> _What the exercise asks_: An exact copy of each record is required.

[Recorded data]
═══

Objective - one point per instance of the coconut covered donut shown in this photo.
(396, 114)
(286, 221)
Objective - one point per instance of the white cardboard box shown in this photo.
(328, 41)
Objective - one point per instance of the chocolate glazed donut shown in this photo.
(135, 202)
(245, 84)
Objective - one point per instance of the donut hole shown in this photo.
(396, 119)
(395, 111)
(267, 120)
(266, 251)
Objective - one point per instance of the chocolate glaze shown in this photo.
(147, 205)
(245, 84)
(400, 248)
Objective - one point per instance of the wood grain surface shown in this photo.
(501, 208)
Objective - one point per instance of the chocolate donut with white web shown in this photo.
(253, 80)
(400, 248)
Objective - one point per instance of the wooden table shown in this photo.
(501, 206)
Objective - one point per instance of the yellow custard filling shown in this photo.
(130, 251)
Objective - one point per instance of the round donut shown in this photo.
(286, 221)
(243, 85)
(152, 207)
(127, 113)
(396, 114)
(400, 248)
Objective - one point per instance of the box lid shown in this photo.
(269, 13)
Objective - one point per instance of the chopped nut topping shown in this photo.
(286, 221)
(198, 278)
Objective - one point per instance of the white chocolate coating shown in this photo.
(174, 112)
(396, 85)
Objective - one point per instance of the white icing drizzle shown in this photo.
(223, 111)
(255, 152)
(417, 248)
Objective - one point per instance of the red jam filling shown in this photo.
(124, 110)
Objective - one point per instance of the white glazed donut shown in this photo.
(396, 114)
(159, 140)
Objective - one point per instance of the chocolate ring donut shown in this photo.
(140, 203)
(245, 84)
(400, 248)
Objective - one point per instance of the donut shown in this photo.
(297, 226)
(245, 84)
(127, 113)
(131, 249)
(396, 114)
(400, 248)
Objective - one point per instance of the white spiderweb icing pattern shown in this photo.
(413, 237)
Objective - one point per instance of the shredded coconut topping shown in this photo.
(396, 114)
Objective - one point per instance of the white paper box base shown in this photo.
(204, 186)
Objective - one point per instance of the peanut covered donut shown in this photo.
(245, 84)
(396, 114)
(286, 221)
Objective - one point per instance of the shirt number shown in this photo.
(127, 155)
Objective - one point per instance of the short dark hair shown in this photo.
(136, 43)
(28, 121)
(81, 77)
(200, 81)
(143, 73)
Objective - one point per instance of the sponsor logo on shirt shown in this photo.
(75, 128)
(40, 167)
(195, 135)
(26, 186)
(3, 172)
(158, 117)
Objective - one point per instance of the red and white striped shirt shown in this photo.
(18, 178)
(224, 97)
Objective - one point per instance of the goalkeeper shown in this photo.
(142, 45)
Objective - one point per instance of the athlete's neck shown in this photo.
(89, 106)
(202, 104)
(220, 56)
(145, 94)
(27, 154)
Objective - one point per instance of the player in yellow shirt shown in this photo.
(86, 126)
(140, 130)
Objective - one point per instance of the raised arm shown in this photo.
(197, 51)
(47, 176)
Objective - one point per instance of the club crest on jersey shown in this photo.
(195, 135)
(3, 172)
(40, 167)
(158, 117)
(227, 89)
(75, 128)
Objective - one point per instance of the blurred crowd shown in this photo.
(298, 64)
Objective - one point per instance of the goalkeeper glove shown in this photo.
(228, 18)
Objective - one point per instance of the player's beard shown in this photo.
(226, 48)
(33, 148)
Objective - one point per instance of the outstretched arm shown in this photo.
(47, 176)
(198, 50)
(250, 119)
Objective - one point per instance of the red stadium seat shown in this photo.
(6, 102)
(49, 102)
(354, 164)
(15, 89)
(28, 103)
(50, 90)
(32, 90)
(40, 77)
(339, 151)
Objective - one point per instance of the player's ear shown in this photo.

═══

> _Task output_:
Objective - one point per instance of the coconut covered donut shown in this photo.
(396, 114)
(286, 221)
Objective - one point per instance of the white cardboard box shown in this photo.
(328, 41)
Objective - one point per instance of the chocolate glazed donut shown in this photo.
(135, 202)
(245, 84)
Objective - one point per instance of the donut hole shown in this photo.
(396, 119)
(395, 111)
(267, 120)
(266, 251)
Objective - one point per instance of the chocolate glaze shown in this photo.
(147, 205)
(245, 84)
(400, 248)
Objective - one point per instance of the wood grain surface shown in this photo.
(501, 208)
Objective - one point per instance of the chocolate donut with white web shown in this photo.
(253, 80)
(400, 248)
Objective - one point per instance of the wooden table shown in this photo.
(501, 206)
Objective - one point per instance of the yellow custard filling shown in this photo.
(130, 251)
Objective - one point per instance of the round donut shown in this photo.
(286, 221)
(243, 85)
(152, 207)
(127, 113)
(396, 114)
(400, 248)
Objective - one point per instance of the box lid shown in this photo.
(269, 13)
Objective - one point per instance of the chopped nut topping shown in this photo.
(286, 221)
(198, 278)
Objective - one point per instance of the white chocolate coating shown in this photo.
(174, 112)
(396, 85)
Objective - one point per instance of the white icing drizzle shown in this photo.
(223, 111)
(255, 152)
(417, 248)
Objective - one point per instance of the red jam filling shown in this photo.
(124, 110)
Objective - one point per instance of the white glazed donut shown in this photo.
(396, 114)
(159, 140)
Objective - one point per instance of the chocolate ring donut shown in this photo.
(140, 203)
(245, 84)
(400, 248)
Objective - one point per instance of the donut shown in this photo.
(297, 226)
(245, 84)
(127, 113)
(131, 249)
(396, 114)
(400, 248)
Objective - one point per instance of the white spiderweb icing pattern shown in this photo.
(413, 237)
Objective - one point per instance of the shredded coconut topping shown in this photo.
(396, 114)
Objective - one point per instance of the white paper box base shown in this photo.
(204, 186)
Objective - one point per instance of the peanut covered donut shown in this photo.
(245, 84)
(396, 114)
(286, 221)
Objective - one point per instance of the shirt number shown in this photo.
(127, 155)
Objective - one point per instance of the short dark hair shown in this photo.
(136, 43)
(28, 121)
(81, 77)
(200, 81)
(143, 73)
Objective - one point per instance of the sponsor logo on shirt shown in this photo.
(75, 128)
(40, 167)
(195, 135)
(26, 186)
(3, 172)
(158, 117)
Objective - one point per instance of the red and white striped shirt shown in this photo.
(18, 178)
(224, 97)
Objective - one point per instance of the goalkeeper shown in this photo.
(142, 45)
Objective - one point per instance of the athlete's neck shown in this photo.
(89, 106)
(202, 104)
(220, 56)
(145, 94)
(27, 154)
Objective - one point per instance of the player in yellow shirt shown in this photo.
(86, 126)
(140, 130)
Objective - one point per instance of the raised arm shown in this photo.
(197, 51)
(47, 176)
Objective - one point per instance of the club crest on jersey shown in this photo.
(195, 135)
(3, 172)
(40, 167)
(158, 117)
(227, 89)
(75, 128)
Objective - one point per instance of the blurred crowd shown in this photo.
(298, 64)
Objective - one point per instance of the goalkeeper glove shown in this photo.
(228, 18)
Objective - one point per instance of the player's beard shown in this photo.
(226, 48)
(33, 148)
Objective - one point per instance of the outstretched arm shown in this photo.
(47, 176)
(198, 50)
(250, 119)
Objective - one point per instance of the red stadium seat shown in this photo.
(6, 102)
(49, 102)
(354, 164)
(15, 89)
(28, 103)
(50, 90)
(32, 90)
(40, 77)
(339, 151)
Objective - one point per instance of the player's ear shown in this photo.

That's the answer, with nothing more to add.